| Task item |
Please print every record exactly as it stands, leaving out the pictures.

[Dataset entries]
* * * * *

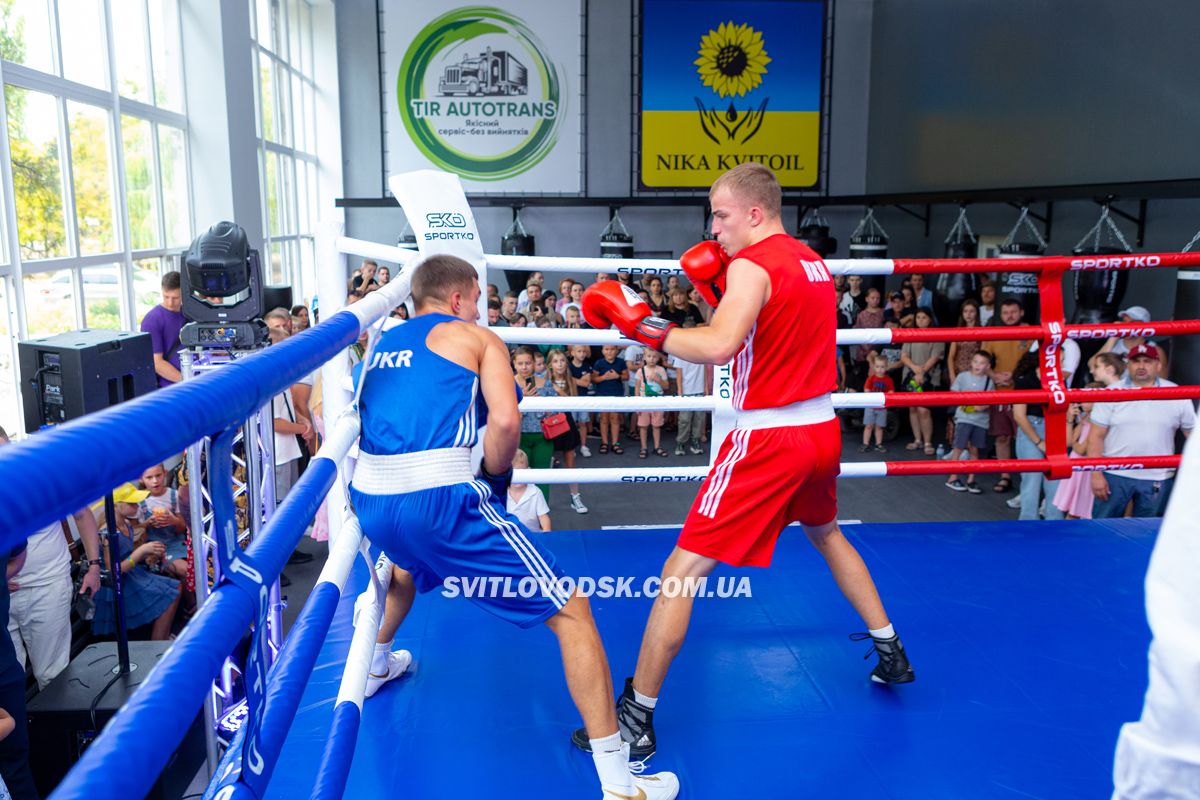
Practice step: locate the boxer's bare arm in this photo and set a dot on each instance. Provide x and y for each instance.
(749, 289)
(503, 431)
(483, 352)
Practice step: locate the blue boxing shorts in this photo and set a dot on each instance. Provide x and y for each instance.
(462, 531)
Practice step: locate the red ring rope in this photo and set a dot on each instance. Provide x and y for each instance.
(1050, 335)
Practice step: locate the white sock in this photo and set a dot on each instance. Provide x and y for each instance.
(885, 632)
(379, 660)
(612, 764)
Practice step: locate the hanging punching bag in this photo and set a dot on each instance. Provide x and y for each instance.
(516, 241)
(1023, 241)
(615, 239)
(1098, 293)
(814, 232)
(955, 287)
(869, 240)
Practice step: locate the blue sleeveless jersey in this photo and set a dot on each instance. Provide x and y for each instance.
(413, 398)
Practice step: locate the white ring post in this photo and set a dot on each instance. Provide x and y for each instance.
(331, 277)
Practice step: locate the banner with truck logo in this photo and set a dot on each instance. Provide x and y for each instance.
(729, 82)
(489, 94)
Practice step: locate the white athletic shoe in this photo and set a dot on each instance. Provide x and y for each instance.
(397, 663)
(660, 786)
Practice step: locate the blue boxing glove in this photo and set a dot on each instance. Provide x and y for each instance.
(497, 483)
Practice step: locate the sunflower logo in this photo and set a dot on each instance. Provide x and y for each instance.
(732, 62)
(732, 59)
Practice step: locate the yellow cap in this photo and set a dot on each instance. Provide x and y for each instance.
(129, 493)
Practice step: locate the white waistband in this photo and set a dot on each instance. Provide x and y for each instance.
(412, 471)
(810, 411)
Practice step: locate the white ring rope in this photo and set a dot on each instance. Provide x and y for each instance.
(592, 336)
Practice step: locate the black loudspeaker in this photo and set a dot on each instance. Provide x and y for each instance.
(67, 376)
(61, 723)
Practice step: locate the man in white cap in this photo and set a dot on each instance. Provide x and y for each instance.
(1137, 428)
(1125, 344)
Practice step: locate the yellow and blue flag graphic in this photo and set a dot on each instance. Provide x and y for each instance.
(730, 82)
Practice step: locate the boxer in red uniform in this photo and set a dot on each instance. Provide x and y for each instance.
(780, 463)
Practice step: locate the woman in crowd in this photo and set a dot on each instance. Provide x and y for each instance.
(563, 383)
(150, 599)
(870, 317)
(657, 299)
(922, 373)
(959, 359)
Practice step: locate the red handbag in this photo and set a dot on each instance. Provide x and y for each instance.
(555, 425)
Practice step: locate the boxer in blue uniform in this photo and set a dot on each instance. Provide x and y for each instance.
(417, 498)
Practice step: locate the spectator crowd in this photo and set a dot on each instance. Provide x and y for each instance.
(996, 429)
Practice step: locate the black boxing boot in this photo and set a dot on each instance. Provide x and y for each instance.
(893, 666)
(635, 723)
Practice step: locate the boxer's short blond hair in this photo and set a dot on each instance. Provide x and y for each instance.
(754, 185)
(439, 276)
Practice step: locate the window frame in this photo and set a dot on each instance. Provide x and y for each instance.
(13, 268)
(285, 74)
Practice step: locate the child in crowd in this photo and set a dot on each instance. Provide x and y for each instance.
(162, 516)
(1107, 368)
(971, 421)
(558, 376)
(526, 500)
(892, 353)
(633, 356)
(1074, 494)
(875, 420)
(651, 380)
(582, 374)
(149, 599)
(7, 725)
(609, 377)
(533, 441)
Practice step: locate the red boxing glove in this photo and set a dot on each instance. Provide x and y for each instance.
(610, 302)
(706, 264)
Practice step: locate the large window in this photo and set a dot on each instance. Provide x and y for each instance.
(97, 199)
(287, 134)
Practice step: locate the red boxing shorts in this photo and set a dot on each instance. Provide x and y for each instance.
(762, 480)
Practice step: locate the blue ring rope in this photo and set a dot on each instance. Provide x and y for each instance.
(90, 456)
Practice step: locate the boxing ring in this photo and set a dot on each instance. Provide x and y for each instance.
(1005, 621)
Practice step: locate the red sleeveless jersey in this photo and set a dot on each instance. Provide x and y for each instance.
(789, 355)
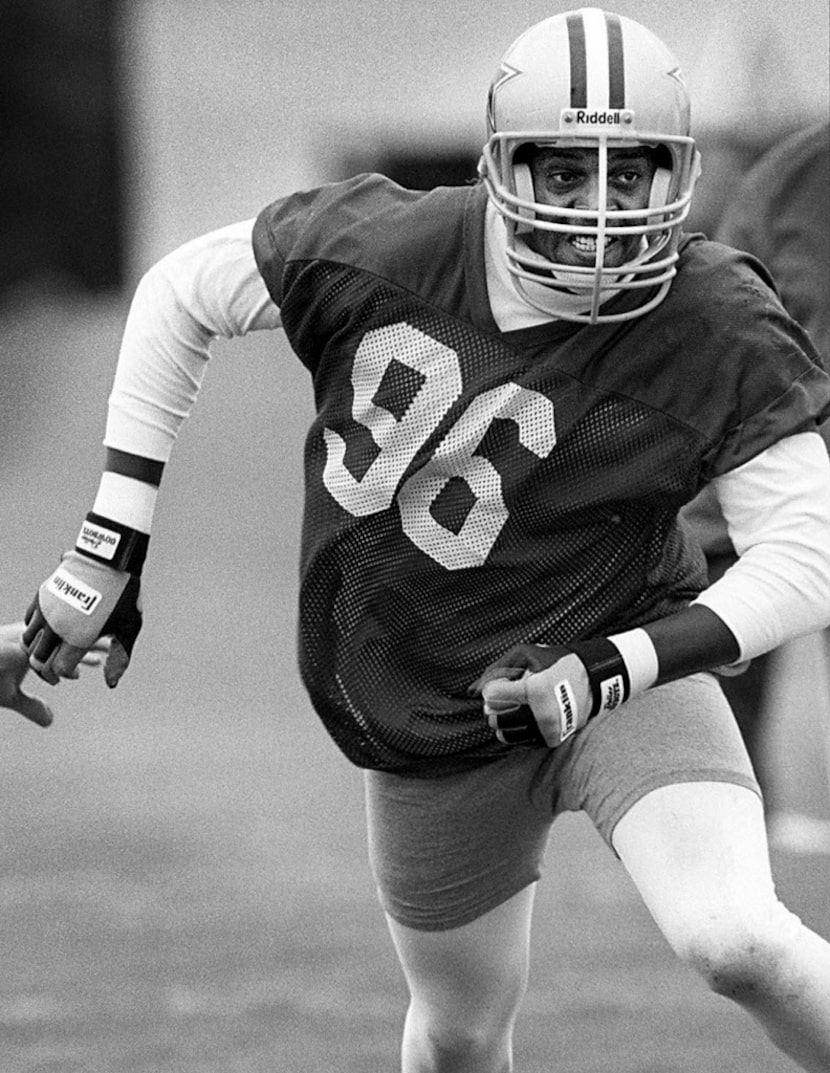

* * * * *

| Exercise solution |
Practice step: locate the boxer's bare arm in this photo and set a dot on each instance. Provide x and y for each instance.
(749, 289)
(503, 431)
(483, 352)
Practice step: locate the blue boxing shorts in this photo and set a dot on each instance. Provide x and y for each instance.
(462, 531)
Practice step: locate the red ring rope in this photo and set a dot on each instance. Provide x and y for each instance.
(1050, 335)
Practice step: locate the white sock in this photo and set a dot on each instance. Provide x and y for each instance.
(885, 632)
(379, 660)
(612, 764)
Practice step: locate the hanging punching bag in this photo and set a dot on each instance. Provide x and y for each instance.
(516, 241)
(1023, 241)
(615, 239)
(1098, 293)
(814, 232)
(955, 287)
(869, 240)
Practice step: locate the blue sleeveless jersey in this photo and set a dot on each instance. Provide x and y for each instance.
(413, 398)
Practice step: locate the white ring post in this photo and set a dot on each instance. Provide x and y for each instance.
(331, 277)
Practice step: locate the banner with truck logo in this photo and set a dot on each instance. Provide x and y for each instance.
(729, 82)
(489, 94)
Practice step: locate the white athletic shoe in this photo and set a dot on each instance. Provide x and y for each instance.
(397, 663)
(660, 786)
Practice step: locate the blue boxing glove in this photo and set a dot on each instance. Provide x and y for each instance.
(497, 483)
Practice step: locate the sunflower logo in this photo and set a dot on each instance. Provide x and y for each instance.
(732, 62)
(732, 59)
Practice step: locate the yellow cap in this photo and set a dot on each instance. Provide x and y for each instance.
(129, 493)
Practice step: locate the white waistband in this photo and set a dot on each instance. Provide x and y for each instance.
(412, 471)
(810, 411)
Practice step: locate the white ring rope in this photo and set a dot on each instance. Provide x and y for each instance.
(592, 336)
Practice step: locate the black loudspeaker in this photo and set a dot on each instance. Provide x and y for each instance.
(67, 376)
(61, 723)
Practice step: locate the man in white cap in this photo and set a dot on each instance. Provide x and y for each instance.
(1137, 428)
(1125, 344)
Practice step: locate the yellow and blue flag graphic in this photo and set a dot on each instance. Provide x and y for each instance.
(730, 82)
Practice step: locate the boxer in red uniform in this photo and set a dot on each instance. Provide x and y for each instance.
(780, 463)
Practice step: locate the woman in crowd in this photo and set a dot on each instance. Provide x and y for each instance.
(563, 383)
(150, 599)
(870, 317)
(657, 299)
(922, 373)
(959, 359)
Practice step: locate the red handbag in this photo and set a dot on each instance. Provide x and y for each instance.
(555, 425)
Practice step: locate the boxer in blue uniform in this photo and set a dot on each instance. Provide x and y for each instance.
(417, 498)
Practice step: locate the spectator crowd in this photo and set a dot on each instance. Provide x and y for each instance.
(996, 429)
Practice step: locate the black boxing boot in this photo and set a dot on each instance. Provide x and y for each instance.
(893, 666)
(635, 723)
Practice step: locate the boxer's short blond hair in this photo and set a dot on each instance. Provide x and y for each instance.
(754, 185)
(439, 276)
Practice step: locate the window frame in this photo and set a dot on each instance. Provide x and y for each instance.
(13, 268)
(285, 74)
Practice step: locate the child in crowd in this photo and set a dot on each instance. Provide x and y for each instance.
(162, 516)
(1107, 368)
(971, 421)
(558, 376)
(526, 500)
(892, 353)
(633, 356)
(1074, 494)
(875, 420)
(651, 380)
(582, 374)
(149, 599)
(7, 725)
(609, 377)
(533, 441)
Practice step: locate the red boxing glove in this photo and set a dot on each instance. Provide x and y for each instance.
(610, 302)
(706, 264)
Practice step: locate the large window in this photo and set a dot on each instance. Provide x and y for each instance.
(97, 199)
(287, 134)
Practice step: locate the red boxing shorts in this photo and set a dot on each instance. Provide x and y for each instance.
(762, 480)
Practice step: locate the blue ring rope in this photo and set a dot on each instance. Provide x and y for each instance.
(90, 456)
Practice step: locate the boxing ring in this photo and set a dot on each instance. Provide x and y for each instance.
(1005, 621)
Practice step: locate the red sleeveless jersey in this photo and set a dot on each instance. Provide x and y for each instance.
(789, 355)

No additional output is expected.